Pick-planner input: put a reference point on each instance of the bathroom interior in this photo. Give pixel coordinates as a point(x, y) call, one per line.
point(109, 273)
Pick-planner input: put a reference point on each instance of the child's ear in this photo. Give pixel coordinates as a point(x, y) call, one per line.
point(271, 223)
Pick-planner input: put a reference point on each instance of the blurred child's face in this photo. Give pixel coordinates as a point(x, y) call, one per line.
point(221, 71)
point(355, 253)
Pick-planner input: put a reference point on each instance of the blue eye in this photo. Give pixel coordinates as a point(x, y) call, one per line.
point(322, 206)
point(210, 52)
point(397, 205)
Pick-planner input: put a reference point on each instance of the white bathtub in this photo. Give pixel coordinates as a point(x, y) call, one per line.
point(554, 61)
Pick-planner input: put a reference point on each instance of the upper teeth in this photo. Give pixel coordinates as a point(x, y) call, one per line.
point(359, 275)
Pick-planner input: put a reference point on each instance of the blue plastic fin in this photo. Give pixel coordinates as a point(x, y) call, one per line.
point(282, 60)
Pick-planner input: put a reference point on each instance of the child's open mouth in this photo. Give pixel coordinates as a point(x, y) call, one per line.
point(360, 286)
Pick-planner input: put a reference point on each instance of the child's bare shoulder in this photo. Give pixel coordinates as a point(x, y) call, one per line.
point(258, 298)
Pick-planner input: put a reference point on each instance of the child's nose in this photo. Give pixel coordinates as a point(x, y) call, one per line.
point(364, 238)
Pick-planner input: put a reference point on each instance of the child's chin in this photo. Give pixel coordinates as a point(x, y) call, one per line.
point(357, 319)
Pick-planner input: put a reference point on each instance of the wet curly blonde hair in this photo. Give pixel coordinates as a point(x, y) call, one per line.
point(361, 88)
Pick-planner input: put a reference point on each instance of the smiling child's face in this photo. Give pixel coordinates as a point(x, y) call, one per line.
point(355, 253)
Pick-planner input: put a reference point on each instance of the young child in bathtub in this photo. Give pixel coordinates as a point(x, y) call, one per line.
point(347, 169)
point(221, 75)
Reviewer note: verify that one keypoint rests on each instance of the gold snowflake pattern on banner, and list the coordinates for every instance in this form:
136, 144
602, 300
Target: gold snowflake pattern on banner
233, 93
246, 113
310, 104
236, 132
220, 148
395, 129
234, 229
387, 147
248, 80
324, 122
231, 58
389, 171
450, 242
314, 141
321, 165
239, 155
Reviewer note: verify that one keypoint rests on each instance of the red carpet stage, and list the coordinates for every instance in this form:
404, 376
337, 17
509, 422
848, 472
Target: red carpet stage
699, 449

*Problem*:
Render all lines of the items above as a two-column Markdown table headed Row and Line. Number each row and leave out blank lines.

*Reply to the task*:
| Row | Line |
|---|---|
| 1 | Pick-planner input: put a reference point on each instance of the bathroom interior in this photo. Give pixel coordinates as a point(x, y) call, one per line. |
| 2 | point(109, 273) |
| 3 | Pick-planner input: put a reference point on each instance of the child's ear in this photo. Give pixel coordinates as a point(x, y) call, one per line. |
| 4 | point(271, 223) |
| 5 | Pick-planner input: put a reference point on each instance of the blurred child's face in this photo. Give pixel coordinates as a point(x, y) call, one per line. |
| 6 | point(221, 71) |
| 7 | point(355, 253) |
| 8 | Pick-planner input: put a reference point on each instance of the blue eye in this photo. Give pixel coordinates as a point(x, y) call, one per line. |
| 9 | point(322, 206) |
| 10 | point(210, 52) |
| 11 | point(397, 205) |
| 12 | Pick-planner input: put a reference point on each instance of the white bathtub in this photo. Give pixel coordinates as a point(x, y) call, one per line. |
| 13 | point(554, 61) |
| 14 | Pick-planner input: put a reference point on each instance of the upper teeth in this photo. Give pixel coordinates as a point(x, y) call, one per line. |
| 15 | point(359, 275) |
| 16 | Pick-planner input: put a reference point on each instance of the blue plastic fin in this photo. Give pixel coordinates as a point(x, y) call, one per line. |
| 17 | point(282, 60) |
| 18 | Pick-planner input: put a reference point on each instance of the child's open mouth in this photo. Give pixel coordinates as a point(x, y) call, one per line. |
| 19 | point(360, 286) |
| 20 | Pick-planner input: put a reference point on each instance of the child's bare shoulder in this photo. Give pixel coordinates as a point(x, y) call, one per line. |
| 21 | point(258, 298) |
| 22 | Pick-planner input: put a reference point on each instance of the child's nose in this photo. Give pixel coordinates as a point(x, y) call, one per line. |
| 23 | point(364, 238) |
| 24 | Pick-planner input: put a reference point on each instance of the child's chin in this photo. Give pixel coordinates as a point(x, y) call, one per line. |
| 25 | point(357, 319) |
| 26 | Pick-planner input: put a reference point on each instance of the wet curly blonde hair in this photo. Give pixel coordinates as a point(x, y) call, one per line. |
| 27 | point(361, 88) |
| 28 | Pick-planner input: put a reference point on each instance of the smiling child's face in this photo. Give pixel coordinates as a point(x, y) call, one per line. |
| 29 | point(355, 253) |
| 30 | Pick-planner input: put a reference point on each instance of the young child in bathtub in this photo. Give pixel coordinates as a point(x, y) call, one per line. |
| 31 | point(347, 169) |
| 32 | point(221, 75) |
| 33 | Reviewer note: verify that one keypoint rests on each instance of the gold snowflake pattern on banner, and list the coordinates for every instance in this form: |
| 34 | 136, 144 |
| 35 | 602, 300 |
| 36 | Target: gold snowflake pattern on banner |
| 37 | 233, 93 |
| 38 | 246, 113 |
| 39 | 310, 104 |
| 40 | 236, 132 |
| 41 | 220, 148 |
| 42 | 395, 129 |
| 43 | 234, 229 |
| 44 | 387, 147 |
| 45 | 248, 80 |
| 46 | 324, 122 |
| 47 | 231, 58 |
| 48 | 389, 171 |
| 49 | 450, 242 |
| 50 | 314, 141 |
| 51 | 321, 165 |
| 52 | 239, 155 |
| 53 | Reviewer note: verify that one keypoint rests on each instance of the red carpet stage, and list the coordinates for every instance in this form: |
| 54 | 404, 376 |
| 55 | 337, 17 |
| 56 | 509, 422 |
| 57 | 848, 472 |
| 58 | Target: red carpet stage |
| 59 | 699, 449 |